Print the whole listing, keeping every line exactly as given.

#### RECORD EXTRACTS

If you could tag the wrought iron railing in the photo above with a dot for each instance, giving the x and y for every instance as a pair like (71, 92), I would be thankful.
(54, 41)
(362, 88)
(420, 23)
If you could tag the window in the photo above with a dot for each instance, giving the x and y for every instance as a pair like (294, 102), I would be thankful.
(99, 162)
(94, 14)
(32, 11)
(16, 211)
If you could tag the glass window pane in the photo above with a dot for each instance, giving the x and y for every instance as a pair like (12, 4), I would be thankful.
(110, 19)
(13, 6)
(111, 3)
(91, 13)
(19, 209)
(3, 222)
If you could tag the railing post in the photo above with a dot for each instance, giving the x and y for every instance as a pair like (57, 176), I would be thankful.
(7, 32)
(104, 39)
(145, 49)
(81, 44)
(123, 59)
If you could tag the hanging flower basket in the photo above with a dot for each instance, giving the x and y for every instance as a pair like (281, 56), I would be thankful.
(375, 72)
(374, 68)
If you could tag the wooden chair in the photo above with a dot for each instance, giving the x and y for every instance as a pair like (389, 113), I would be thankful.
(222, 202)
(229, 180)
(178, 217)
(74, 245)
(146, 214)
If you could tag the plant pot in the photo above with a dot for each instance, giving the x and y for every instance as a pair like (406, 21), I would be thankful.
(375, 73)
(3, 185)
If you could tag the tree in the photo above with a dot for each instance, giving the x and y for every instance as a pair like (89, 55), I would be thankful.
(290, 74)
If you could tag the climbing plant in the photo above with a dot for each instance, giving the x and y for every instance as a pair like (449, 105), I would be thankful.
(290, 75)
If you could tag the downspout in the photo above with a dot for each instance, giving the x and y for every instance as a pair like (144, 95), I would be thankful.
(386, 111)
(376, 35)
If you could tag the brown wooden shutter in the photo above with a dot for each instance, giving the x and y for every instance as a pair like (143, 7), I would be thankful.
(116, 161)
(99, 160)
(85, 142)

########

**EXERCISE OUTPUT**
If you could tag the wrought iron railing in the photo above with a dot for each instance, giving the x and y for every instance as a pair like (71, 92), I would be thankful.
(54, 41)
(362, 88)
(420, 23)
If you could tag the window in the photo above with a dot for each instance, giving the x and y for every instance as a pair like (294, 102), I would be thankful.
(99, 162)
(94, 14)
(32, 11)
(16, 211)
If you could tag the glass window pane in the photo above with a dot for each instance, giving the x and y for every instance as a pair like (12, 4), I would be thankful.
(110, 19)
(13, 6)
(111, 3)
(91, 13)
(19, 209)
(3, 222)
If you could tag the railing post in the photo above with a dot for each instance, giving the x and y for every instance as a pair like (57, 176), I would be thankful.
(7, 32)
(104, 39)
(145, 49)
(81, 44)
(123, 59)
If you could tag the hanging flower basket in the photo above with a dot for each instance, giving the x and y for every instance as a pair like (281, 56), I would be thankful.
(375, 72)
(374, 68)
If you could tag the wooden chair in the photo above with a dot for each instance, giving the x and y for every instance as a pair like (389, 113), I would be thankful.
(222, 202)
(229, 180)
(178, 217)
(74, 245)
(146, 214)
If you could tag the plant pot in the photo above with a dot for each instance, giving the x and y for every instance as a pair like (406, 21), I would be thankful.
(375, 73)
(3, 185)
If you could tag the tree in the photo above with a dot for each instance, giving the x and y for every instance as a pair like (89, 55), I would be thankful.
(290, 74)
If you could tag the climbing plant in the photo above with a dot for each instance, giving the x and y for every instance as a pair like (449, 105), I would be thankful.
(290, 75)
If you could tag the downspout in the photo above with a dot for each instance, giving the x and y for every instance as a pair like (144, 95), I would be thankful.
(386, 111)
(376, 35)
If you could tag the brown wooden shutter in the photo above with a dot for each instance, giving the x and y for every instance as a pair like (143, 7), I would be thankful.
(116, 161)
(99, 160)
(85, 142)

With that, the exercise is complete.